>> Start Information given
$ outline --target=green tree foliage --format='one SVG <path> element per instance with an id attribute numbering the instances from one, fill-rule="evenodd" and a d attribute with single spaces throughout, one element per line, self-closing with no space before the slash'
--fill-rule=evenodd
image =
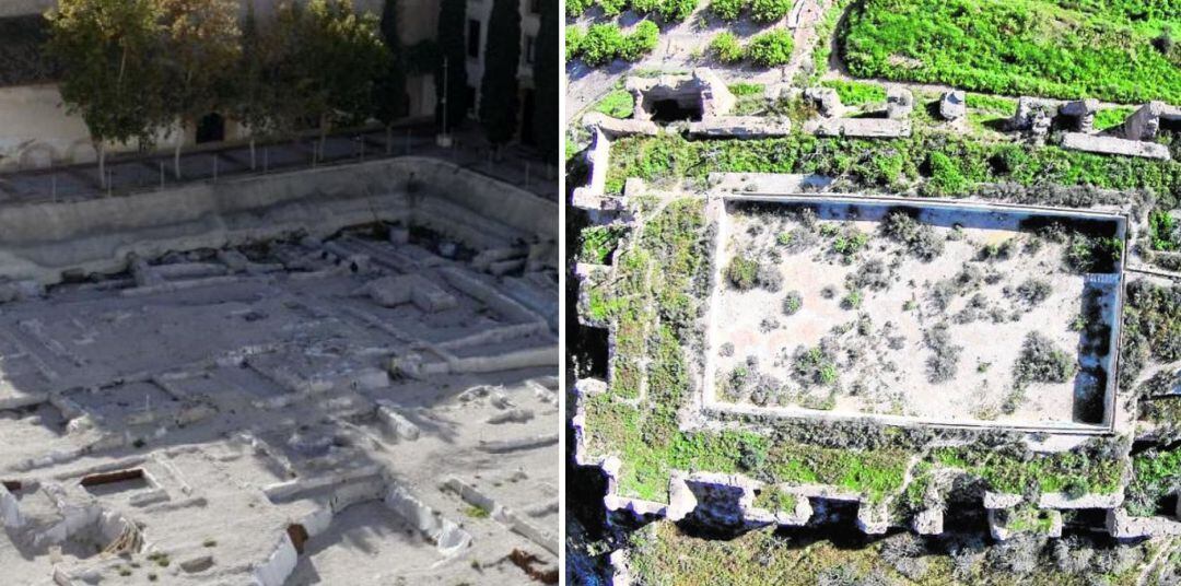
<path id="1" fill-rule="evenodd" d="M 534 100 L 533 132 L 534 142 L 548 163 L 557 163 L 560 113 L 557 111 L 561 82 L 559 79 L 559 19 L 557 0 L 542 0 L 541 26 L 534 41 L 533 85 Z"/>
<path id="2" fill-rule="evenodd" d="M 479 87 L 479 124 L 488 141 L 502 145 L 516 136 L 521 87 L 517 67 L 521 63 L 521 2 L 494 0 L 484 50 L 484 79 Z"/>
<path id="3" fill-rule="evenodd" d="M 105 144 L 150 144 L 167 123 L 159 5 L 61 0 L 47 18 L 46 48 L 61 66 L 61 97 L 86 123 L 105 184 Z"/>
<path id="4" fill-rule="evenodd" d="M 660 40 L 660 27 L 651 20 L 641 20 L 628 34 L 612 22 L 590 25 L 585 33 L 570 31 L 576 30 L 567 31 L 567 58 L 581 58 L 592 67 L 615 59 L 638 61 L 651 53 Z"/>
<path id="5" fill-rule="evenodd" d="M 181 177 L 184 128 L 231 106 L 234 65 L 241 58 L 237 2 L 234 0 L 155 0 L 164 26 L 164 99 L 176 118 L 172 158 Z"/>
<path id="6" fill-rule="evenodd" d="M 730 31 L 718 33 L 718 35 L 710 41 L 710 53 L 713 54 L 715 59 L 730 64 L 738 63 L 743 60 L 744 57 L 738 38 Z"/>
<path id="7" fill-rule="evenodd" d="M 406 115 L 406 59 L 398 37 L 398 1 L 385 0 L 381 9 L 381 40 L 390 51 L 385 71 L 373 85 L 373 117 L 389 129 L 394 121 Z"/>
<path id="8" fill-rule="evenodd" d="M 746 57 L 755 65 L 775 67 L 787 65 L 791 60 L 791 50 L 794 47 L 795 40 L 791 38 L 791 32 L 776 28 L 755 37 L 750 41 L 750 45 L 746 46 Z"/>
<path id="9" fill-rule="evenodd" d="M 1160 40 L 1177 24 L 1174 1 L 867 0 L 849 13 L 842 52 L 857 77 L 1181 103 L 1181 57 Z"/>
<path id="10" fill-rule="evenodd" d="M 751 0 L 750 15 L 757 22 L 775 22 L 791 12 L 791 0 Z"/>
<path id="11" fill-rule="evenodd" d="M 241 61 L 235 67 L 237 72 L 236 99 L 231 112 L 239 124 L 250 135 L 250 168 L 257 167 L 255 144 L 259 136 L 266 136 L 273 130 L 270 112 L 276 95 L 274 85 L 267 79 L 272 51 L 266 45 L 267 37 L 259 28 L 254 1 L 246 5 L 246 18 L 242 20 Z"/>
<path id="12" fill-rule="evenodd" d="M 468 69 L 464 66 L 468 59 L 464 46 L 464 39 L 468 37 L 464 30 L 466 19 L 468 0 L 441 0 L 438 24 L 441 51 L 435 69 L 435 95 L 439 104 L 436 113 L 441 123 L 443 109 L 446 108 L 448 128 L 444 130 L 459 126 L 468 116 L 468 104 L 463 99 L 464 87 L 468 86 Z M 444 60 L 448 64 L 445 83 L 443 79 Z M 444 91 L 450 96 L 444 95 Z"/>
>> End Information given
>> Start Information given
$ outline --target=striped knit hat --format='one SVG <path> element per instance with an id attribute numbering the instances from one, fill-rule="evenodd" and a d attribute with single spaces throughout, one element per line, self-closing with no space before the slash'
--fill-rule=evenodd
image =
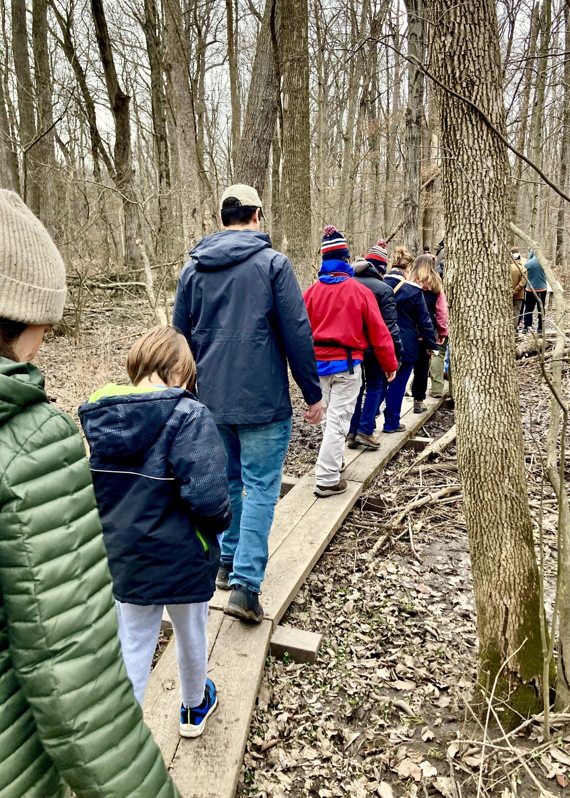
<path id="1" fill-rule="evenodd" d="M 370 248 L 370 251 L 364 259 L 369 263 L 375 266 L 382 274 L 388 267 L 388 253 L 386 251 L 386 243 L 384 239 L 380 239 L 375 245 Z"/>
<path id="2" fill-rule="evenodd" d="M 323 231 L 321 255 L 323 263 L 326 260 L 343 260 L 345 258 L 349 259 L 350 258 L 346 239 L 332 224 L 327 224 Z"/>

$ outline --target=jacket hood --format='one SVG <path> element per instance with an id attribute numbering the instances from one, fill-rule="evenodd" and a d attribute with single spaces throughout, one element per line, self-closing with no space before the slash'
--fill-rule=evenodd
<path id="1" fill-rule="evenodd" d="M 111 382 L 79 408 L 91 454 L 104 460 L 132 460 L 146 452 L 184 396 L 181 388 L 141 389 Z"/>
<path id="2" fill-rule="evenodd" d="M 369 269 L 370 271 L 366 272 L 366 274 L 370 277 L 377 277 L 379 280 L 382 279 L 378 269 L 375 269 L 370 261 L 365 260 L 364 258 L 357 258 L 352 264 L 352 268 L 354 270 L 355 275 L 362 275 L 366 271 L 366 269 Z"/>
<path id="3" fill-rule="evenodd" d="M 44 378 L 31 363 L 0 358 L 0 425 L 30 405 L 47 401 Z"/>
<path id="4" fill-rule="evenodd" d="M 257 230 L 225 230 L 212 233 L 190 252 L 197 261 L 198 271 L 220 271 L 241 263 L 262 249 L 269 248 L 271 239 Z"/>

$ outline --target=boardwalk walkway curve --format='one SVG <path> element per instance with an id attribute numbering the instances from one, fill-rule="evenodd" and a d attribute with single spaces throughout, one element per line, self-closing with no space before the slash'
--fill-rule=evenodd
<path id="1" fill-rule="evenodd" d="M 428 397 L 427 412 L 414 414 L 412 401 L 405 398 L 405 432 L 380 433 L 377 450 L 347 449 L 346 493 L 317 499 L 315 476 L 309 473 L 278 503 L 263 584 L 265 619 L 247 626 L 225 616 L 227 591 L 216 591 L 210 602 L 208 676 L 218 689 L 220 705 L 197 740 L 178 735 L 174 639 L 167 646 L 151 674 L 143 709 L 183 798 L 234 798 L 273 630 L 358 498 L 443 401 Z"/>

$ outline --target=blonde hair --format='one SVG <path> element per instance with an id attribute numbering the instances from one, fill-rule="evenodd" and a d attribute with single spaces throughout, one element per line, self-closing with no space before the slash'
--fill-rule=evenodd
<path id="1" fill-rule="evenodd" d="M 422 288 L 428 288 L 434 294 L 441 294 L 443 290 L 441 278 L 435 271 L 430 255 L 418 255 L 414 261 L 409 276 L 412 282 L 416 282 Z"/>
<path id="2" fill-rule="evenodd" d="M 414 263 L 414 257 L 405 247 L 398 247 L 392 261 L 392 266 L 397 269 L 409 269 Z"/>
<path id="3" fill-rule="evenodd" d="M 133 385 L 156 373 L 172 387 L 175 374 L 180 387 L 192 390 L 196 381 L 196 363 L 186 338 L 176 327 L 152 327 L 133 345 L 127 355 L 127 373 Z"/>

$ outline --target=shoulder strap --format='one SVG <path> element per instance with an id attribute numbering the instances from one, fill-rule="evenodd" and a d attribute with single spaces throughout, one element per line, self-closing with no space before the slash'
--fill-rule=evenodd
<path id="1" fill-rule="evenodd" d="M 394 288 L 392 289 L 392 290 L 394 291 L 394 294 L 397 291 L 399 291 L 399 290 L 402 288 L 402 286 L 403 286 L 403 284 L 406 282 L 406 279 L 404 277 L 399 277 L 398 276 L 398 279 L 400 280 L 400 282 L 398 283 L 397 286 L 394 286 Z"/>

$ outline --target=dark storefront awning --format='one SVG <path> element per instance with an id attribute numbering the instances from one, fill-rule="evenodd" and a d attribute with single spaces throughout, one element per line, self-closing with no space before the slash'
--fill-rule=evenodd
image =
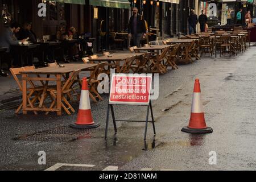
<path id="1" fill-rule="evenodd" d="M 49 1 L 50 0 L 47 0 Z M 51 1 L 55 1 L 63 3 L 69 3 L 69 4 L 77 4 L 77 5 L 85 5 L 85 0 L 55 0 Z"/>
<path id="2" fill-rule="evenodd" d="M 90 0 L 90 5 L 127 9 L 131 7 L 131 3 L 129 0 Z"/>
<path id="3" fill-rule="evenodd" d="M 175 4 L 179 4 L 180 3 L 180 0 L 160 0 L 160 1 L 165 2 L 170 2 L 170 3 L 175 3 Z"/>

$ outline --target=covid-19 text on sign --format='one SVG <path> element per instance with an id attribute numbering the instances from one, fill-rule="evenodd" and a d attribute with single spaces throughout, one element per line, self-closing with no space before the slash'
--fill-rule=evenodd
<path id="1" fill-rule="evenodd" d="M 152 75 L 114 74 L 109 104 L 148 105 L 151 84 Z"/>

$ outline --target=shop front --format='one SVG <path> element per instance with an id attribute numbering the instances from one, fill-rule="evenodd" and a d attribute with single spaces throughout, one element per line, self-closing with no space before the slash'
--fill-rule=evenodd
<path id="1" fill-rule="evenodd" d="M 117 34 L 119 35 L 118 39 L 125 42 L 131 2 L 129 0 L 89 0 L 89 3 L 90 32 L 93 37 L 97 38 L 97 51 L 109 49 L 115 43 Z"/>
>> End Information given
_Your task_
Render the lines above as a JSON list of strings, one string per line and with blank lines omitted, covering everything from the line that contains "outline --target=blonde hair" down to the line that contains "394 288 L 392", both included.

_Response below_
[
  "$ outline --target=blonde hair --format='one SVG <path> element per instance with an id attribute numbering the instances from one, fill-rule=\"evenodd\" and a d attribute with single spaces throughout, one element per line, self-closing with no space before the slash'",
  "--fill-rule=evenodd",
  "<path id=\"1\" fill-rule=\"evenodd\" d=\"M 422 288 L 428 288 L 434 294 L 441 294 L 443 290 L 441 278 L 435 271 L 430 255 L 418 255 L 414 261 L 409 276 L 412 282 L 416 282 Z\"/>",
  "<path id=\"2\" fill-rule=\"evenodd\" d=\"M 414 263 L 414 257 L 405 247 L 398 247 L 392 261 L 392 266 L 397 269 L 409 269 Z\"/>",
  "<path id=\"3\" fill-rule=\"evenodd\" d=\"M 133 385 L 156 373 L 172 387 L 175 374 L 180 387 L 192 390 L 196 381 L 196 363 L 186 338 L 176 327 L 152 327 L 133 345 L 127 355 L 127 373 Z\"/>",
  "$ outline --target=shoulder strap --format='one SVG <path> element per instance with an id attribute numbering the instances from one, fill-rule=\"evenodd\" and a d attribute with single spaces throughout, one element per line, self-closing with no space before the slash'",
  "--fill-rule=evenodd",
  "<path id=\"1\" fill-rule=\"evenodd\" d=\"M 394 288 L 392 289 L 392 290 L 394 291 L 394 294 L 397 291 L 399 291 L 399 290 L 402 288 L 402 286 L 403 286 L 403 284 L 406 282 L 406 279 L 404 277 L 399 277 L 398 276 L 398 279 L 400 280 L 400 282 L 398 283 L 397 286 L 394 286 Z\"/>"
]